Confirmation
In which a rogue wave looms

The Society of St. Vincent de Paul
I was in eighth grade. I was twelve. Tracey was probably also twelve? Maybe thirteen? She’d done that thing that some girls do. She’d grown a foot taller than me over the middle school leg of The Race of Life. I’d done that thing that some boys do. I’d grown no taller. Rather, noticeably wider.
My dad had done that thing that many, many dads do. As we raked leaves together in the back yard, apropos of nothing, he tried on his “best friend” hat.
It’d only been about a year since he and my mom had separated and he’d moved into the spare bedroom of a friend’s house.
My parents hadn’t quite ironed out the finer points of their new separation of duties. (They never would.) For the time being, Dad was still at our house often enough, doing “dad” things, guiding us boys in The Boy Arts, such as raking the leaves.
“Tracey, huh?” he said.
“Mm,” I said.
“Tracey.” he said.
He made a knowing face. I felt a little nauseated.

*****

## TO-DO LIST
a - Answer these questions using the passage above:
(i) What grade was the narrator in?
(ii) Where did the dad live after the separation?
(iii) What chore were the narrator and the dad doing together?
b - Rewrite the paragraph of the passage that begins "My parents hadn't quite ironed out" more briefly, keeping its main facts.
c - Copy the passage word for word, beginning at the words "The Society of" and stopping after "Rather, noticeably wider.".

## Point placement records

*****

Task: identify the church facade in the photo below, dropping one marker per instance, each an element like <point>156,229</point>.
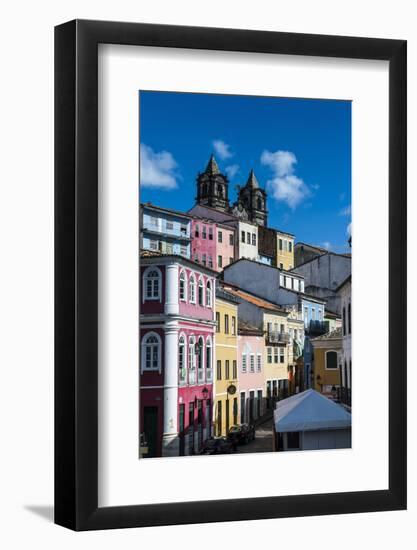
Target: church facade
<point>213,192</point>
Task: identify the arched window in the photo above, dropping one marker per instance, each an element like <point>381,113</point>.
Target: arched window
<point>208,294</point>
<point>344,320</point>
<point>331,360</point>
<point>183,286</point>
<point>192,289</point>
<point>152,284</point>
<point>151,352</point>
<point>200,355</point>
<point>182,360</point>
<point>209,358</point>
<point>349,319</point>
<point>191,353</point>
<point>200,292</point>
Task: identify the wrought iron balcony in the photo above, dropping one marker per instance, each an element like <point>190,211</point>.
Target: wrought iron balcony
<point>316,328</point>
<point>191,376</point>
<point>277,337</point>
<point>182,377</point>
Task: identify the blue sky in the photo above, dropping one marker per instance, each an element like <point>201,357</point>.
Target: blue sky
<point>300,150</point>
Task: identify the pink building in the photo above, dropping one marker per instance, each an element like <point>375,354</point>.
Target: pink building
<point>176,354</point>
<point>212,243</point>
<point>251,349</point>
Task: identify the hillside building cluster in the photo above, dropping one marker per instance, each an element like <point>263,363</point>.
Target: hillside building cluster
<point>235,316</point>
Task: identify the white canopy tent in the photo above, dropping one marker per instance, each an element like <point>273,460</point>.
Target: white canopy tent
<point>309,411</point>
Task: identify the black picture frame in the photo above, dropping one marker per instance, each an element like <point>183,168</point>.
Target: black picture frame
<point>76,272</point>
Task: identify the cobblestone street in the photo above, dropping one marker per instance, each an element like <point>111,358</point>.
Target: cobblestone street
<point>263,440</point>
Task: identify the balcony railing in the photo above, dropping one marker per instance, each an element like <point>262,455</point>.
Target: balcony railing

*****

## FULL SOLUTIONS
a -
(i) Eighth grade.
(ii) In the spare bedroom of a friend's house.
(iii) Raking leaves in the back yard.

b - The narrator's parents had not yet worked out how to split their duties after the separation, and they never would. For the time being, the dad still came to the house often to do "dad" things, such as showing the boys how to rake leaves.

c -
The Society of St. Vincent de Paul
I was in eighth grade. I was twelve. Tracey was probably also twelve? Maybe thirteen? She’d done that thing that some girls do. She’d grown a foot taller than me over the middle school leg of The Race of Life. I’d done that thing that some boys do. I’d grown no taller. Rather, noticeably wider.